* _Directive_
Show each line below that contains the word "house", copying every such line in full.

——

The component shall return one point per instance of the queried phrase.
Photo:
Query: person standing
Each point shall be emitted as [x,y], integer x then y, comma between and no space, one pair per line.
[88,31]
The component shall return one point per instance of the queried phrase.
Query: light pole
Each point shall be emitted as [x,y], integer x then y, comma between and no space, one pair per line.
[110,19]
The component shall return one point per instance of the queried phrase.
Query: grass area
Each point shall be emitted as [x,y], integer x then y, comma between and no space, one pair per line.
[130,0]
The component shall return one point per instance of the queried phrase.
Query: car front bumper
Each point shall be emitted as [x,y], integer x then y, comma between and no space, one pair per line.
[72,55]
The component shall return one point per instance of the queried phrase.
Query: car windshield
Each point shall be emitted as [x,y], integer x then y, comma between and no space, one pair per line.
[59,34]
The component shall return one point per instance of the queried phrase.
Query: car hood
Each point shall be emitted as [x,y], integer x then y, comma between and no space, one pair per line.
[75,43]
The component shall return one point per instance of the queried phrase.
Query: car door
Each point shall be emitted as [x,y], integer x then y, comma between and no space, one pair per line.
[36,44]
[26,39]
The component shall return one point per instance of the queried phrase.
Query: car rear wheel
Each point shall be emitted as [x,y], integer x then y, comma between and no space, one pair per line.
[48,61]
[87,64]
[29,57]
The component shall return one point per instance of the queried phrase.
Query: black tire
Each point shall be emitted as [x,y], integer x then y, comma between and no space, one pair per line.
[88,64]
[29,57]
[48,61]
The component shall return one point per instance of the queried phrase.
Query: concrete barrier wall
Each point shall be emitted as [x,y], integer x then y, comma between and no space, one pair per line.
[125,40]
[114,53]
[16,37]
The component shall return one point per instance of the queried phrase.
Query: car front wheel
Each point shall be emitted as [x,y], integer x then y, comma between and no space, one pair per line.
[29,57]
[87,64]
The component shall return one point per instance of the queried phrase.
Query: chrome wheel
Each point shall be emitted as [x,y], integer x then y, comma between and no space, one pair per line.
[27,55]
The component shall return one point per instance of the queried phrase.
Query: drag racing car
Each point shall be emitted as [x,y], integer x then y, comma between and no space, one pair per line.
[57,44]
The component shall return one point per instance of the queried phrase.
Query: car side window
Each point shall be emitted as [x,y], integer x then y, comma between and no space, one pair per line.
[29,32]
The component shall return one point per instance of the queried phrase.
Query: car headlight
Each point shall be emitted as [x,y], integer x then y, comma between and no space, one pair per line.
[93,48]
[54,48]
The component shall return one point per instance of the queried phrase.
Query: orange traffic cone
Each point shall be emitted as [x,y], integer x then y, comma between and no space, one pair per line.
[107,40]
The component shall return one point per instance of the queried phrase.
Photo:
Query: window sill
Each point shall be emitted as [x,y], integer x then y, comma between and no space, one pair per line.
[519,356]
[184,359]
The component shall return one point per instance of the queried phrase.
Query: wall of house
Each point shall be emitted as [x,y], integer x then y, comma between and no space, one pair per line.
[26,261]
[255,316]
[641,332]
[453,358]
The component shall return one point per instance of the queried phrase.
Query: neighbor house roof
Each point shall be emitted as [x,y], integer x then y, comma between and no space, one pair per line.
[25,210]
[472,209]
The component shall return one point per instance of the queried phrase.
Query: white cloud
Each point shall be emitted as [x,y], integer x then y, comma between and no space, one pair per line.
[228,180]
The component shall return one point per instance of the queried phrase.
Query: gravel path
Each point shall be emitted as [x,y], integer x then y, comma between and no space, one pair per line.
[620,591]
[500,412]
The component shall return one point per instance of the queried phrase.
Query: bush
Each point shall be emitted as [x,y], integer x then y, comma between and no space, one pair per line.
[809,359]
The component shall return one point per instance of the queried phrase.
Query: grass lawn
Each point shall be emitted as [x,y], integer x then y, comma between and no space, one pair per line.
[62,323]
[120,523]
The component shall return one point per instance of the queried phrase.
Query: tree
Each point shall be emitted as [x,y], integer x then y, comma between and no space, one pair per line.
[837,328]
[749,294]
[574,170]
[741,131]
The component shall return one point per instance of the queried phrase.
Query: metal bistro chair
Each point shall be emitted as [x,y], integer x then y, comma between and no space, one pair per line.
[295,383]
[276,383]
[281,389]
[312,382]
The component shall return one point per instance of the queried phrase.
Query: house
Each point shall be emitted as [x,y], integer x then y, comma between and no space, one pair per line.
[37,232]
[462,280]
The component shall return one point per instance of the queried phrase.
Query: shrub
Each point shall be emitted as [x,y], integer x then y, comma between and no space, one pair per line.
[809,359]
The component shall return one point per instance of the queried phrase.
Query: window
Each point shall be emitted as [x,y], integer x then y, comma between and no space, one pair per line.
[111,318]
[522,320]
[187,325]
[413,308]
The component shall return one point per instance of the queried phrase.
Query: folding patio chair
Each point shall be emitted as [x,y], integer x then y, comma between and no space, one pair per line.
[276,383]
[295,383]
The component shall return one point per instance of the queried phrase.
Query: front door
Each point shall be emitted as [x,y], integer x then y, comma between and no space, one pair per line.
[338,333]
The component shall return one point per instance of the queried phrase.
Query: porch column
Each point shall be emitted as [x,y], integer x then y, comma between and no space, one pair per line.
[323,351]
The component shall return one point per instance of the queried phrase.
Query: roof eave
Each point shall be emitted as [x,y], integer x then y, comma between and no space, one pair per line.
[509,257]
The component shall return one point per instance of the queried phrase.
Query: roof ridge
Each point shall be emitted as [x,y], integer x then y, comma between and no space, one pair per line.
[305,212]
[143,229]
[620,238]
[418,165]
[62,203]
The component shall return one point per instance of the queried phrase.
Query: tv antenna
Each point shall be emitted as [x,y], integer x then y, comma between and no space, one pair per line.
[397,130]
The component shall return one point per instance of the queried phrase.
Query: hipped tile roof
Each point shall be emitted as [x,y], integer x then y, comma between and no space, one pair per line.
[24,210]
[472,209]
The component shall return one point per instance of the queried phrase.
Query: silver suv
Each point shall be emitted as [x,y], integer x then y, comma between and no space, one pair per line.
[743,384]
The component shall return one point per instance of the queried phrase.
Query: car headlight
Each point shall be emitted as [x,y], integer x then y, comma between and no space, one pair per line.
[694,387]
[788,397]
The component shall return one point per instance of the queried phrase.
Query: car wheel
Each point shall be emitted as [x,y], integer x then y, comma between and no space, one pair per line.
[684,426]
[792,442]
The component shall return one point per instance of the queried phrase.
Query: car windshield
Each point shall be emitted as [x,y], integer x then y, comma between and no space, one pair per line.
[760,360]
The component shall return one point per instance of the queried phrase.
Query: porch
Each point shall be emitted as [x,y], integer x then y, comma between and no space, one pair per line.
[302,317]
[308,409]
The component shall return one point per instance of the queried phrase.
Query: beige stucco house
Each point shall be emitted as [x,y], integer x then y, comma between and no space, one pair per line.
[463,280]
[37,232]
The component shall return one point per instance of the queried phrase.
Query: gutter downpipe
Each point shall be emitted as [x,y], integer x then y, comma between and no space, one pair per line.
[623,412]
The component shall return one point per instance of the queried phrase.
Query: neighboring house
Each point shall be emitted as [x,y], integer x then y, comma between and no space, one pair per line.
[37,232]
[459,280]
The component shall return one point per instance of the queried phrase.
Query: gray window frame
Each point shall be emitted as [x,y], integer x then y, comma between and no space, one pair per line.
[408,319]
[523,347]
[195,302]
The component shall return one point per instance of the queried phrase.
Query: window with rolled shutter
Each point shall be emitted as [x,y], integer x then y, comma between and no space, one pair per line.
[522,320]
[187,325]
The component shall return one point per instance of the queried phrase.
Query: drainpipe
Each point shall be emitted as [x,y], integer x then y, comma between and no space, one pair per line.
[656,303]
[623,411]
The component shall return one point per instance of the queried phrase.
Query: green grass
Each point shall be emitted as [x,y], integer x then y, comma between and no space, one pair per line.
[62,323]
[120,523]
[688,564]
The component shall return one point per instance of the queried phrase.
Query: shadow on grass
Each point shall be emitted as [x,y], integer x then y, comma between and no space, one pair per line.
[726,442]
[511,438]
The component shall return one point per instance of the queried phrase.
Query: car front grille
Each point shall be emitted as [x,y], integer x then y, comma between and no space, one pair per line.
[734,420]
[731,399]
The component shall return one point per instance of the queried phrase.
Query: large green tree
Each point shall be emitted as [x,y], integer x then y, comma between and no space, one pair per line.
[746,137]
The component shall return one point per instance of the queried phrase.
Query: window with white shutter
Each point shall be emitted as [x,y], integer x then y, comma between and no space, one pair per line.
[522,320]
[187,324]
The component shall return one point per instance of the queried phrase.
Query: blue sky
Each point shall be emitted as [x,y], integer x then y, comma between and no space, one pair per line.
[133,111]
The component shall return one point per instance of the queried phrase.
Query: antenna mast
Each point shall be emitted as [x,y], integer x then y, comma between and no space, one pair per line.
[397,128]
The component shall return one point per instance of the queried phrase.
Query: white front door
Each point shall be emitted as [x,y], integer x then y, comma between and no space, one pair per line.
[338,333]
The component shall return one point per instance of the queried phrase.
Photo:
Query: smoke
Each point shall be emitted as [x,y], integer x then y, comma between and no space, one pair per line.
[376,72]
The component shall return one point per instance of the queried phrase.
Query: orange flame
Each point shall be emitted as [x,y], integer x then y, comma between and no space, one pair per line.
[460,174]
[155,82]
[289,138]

——

* _Exercise solution_
Query: wall of house
Query: neighbor house roof
Query: house
Query: beige stucco house
Query: neighboring house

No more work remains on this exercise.